▶ [GIVEN TASK]: Decide whether each statement below agrees with the Queensland trading hours statement that follows. Answer yes or no for each and quote the deciding words. 1. The Palaszczuk Government will set up a reference group. 2. The Queensland Competition Authority report dates from 2016. 3. Trading hours are uniform across Queensland's regions.

▶ [TEXT SEGMENT]:

■ ■ ■ ■ ■ ■ ■

Partial Deregulation of Retail Trading hours on the cards in Queensland

> http://statements.qld.gov.au/Statement/2016/8/31/time-to-revisit-qlds-complex-confusing-and-costly-retail-trading-hours

Media Statements
JOINT STATEMENT
Treasurer, Minister for Aboriginal and Torres Strait Islander Partnerships and Minister for Sport
The Honourable Curtis Pitt

Minister for Employment and Industrial Relations, Minister for Racing and Minister for Multicultural Affairs
The Honourable Grace Grace

Wednesday, August 31, 2016

Time to revisit Qld's complex, confusing and costly retail trading hours

The Palaszczuk Government will establish a reference group to consider how Queensland could maximise an estimated $200 million annual economic benefit from addressing anomalies in the State’s retail trading hours.

Industrial Relations Minister Grace Grace said the current legislation governing trading hours was in need of modernisation to meet current community expectations and economic realities.

Ms Grace said in 2013, the Queensland Competition Authority report "Measuring and Reducing the Burden of Regulation", found the "potential for large net benefits from reform" of trading hours" restrictions of approximately $200 million.

"Queensland trading hours differ between and within regions," she said.

■ ■ ■ ■ ■ ■ ■

▶ [INFORMATION SUPPLIED]:

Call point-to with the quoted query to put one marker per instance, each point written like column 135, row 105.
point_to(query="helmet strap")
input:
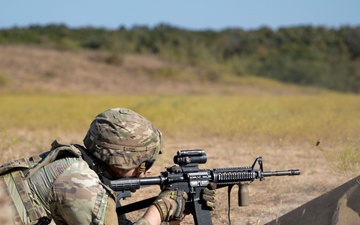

■ ■ ■ ■ ■ ■ ■

▶ [THE OUTPUT]:
1. Yes: "The Palaszczuk Government will establish a reference group"
2. No: "in 2013, the Queensland Competition Authority report"
3. No: "Queensland trading hours differ between and within regions"